Records for processing.
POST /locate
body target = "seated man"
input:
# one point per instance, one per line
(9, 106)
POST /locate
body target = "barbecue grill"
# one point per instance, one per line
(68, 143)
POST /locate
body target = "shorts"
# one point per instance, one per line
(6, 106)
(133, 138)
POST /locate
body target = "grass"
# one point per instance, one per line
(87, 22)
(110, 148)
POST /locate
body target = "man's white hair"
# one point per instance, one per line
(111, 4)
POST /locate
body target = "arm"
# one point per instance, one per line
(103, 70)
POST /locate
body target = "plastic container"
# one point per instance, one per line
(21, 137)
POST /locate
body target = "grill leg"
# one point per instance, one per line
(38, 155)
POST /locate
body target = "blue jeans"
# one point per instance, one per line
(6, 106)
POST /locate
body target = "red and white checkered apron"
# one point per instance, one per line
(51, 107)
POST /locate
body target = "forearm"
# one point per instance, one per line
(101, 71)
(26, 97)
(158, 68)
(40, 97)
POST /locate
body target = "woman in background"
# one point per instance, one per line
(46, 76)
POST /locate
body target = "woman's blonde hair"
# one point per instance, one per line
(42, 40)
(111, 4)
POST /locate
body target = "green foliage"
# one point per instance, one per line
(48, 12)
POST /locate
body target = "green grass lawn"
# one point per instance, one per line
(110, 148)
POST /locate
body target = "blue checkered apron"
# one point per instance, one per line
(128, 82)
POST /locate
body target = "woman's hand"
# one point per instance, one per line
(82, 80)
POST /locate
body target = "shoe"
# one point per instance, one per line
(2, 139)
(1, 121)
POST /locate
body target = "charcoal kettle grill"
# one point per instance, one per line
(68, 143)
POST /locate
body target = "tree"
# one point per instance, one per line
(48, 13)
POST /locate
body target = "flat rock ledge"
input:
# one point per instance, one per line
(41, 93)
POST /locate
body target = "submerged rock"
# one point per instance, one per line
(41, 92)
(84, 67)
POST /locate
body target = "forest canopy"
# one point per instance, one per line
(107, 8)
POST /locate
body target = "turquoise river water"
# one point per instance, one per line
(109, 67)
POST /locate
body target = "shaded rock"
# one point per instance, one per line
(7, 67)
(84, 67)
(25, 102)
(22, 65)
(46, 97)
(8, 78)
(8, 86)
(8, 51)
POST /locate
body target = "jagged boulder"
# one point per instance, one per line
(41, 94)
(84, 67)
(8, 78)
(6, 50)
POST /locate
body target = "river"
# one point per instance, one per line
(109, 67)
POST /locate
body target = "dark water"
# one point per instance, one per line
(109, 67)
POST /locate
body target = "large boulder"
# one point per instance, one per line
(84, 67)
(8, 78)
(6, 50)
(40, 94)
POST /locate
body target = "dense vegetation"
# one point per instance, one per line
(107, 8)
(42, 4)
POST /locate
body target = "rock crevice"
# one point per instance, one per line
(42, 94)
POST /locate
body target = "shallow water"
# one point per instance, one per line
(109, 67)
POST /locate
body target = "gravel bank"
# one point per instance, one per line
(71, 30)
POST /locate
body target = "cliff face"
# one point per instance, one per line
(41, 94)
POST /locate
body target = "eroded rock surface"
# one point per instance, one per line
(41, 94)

The task. Each record above must be given again exactly as written.

Output below.
POST /locate
body target = "seated man"
input:
# one point per instance, one per line
(9, 106)
POST /locate
body target = "barbecue grill"
# one point per instance, one per line
(68, 143)
POST /locate
body target = "shorts"
# one point per instance, one per line
(6, 106)
(133, 138)
POST /locate
body target = "grass"
# one point per instance, one per line
(87, 22)
(110, 148)
POST /locate
body target = "man's white hair"
# one point per instance, one per line
(111, 4)
POST /locate
body target = "arm"
# one point per instance, one per line
(103, 70)
POST /locate
body target = "plastic container"
# one point per instance, one per line
(21, 137)
POST /locate
body target = "grill leg"
# one point per instance, one per line
(38, 155)
POST /locate
body target = "blue jeans"
# one point per instance, one per line
(6, 106)
POST /locate
body target = "red and white checkered apron"
# one point per instance, one per line
(51, 107)
POST /locate
body target = "forearm"
# one point per instance, one per line
(101, 71)
(26, 97)
(158, 68)
(40, 97)
POST /locate
body target = "woman in background"
# one point per instance, one per line
(46, 76)
POST /locate
body target = "woman's blonde hair"
# one point per instance, one per line
(42, 40)
(111, 4)
POST /locate
body target = "green foliage"
# one point per instance, one per line
(48, 12)
POST /locate
body target = "green grass lawn"
# one point per instance, one per line
(110, 148)
POST /locate
body target = "blue checkered apron"
# one point per instance, one per line
(128, 82)
POST /locate
body target = "woman's hand"
# one point per instance, one per line
(82, 80)
POST /locate
body target = "shoe"
# one point per instance, one per line
(2, 139)
(1, 121)
POST /locate
body target = "charcoal kettle grill"
# one point per instance, one per line
(68, 143)
POST /locate
body target = "tree"
# one point per instance, one per line
(48, 13)
POST /locate
body target = "flat rock ledge"
input:
# one point per instance, one per line
(41, 93)
POST /locate
body target = "submerged rock"
# one point per instance, one per line
(41, 92)
(84, 67)
POST /locate
body target = "forest canopy"
# one point per instance, one per line
(107, 8)
POST /locate
body target = "turquoise river water"
# one point per instance, one per line
(109, 67)
POST /locate
body target = "shaded rock"
# one point per instance, one per line
(7, 67)
(84, 67)
(25, 102)
(22, 65)
(46, 97)
(8, 78)
(8, 86)
(8, 51)
POST /locate
body target = "jagged boulder"
# one point per instance, one per line
(41, 94)
(84, 67)
(8, 78)
(6, 50)
POST /locate
body target = "river"
# one point per instance, one per line
(109, 67)
POST /locate
body target = "dark water"
# one point per instance, one per line
(109, 67)
POST /locate
body target = "large boulder"
# one point per instance, one per line
(84, 67)
(8, 78)
(6, 50)
(40, 94)
POST /locate
body target = "dense vegetation"
# one point per instance, one per line
(107, 8)
(42, 4)
POST /locate
body target = "rock crevice"
# one point per instance, one per line
(42, 94)
POST /locate
body target = "shallow water"
# one point per instance, one per line
(109, 67)
POST /locate
body target = "gravel bank"
# one point per instance, one per line
(71, 30)
POST /locate
body target = "cliff face"
# one point per instance, one per line
(41, 94)
POST /locate
body target = "eroded rock surface"
# one point per instance, one per line
(41, 94)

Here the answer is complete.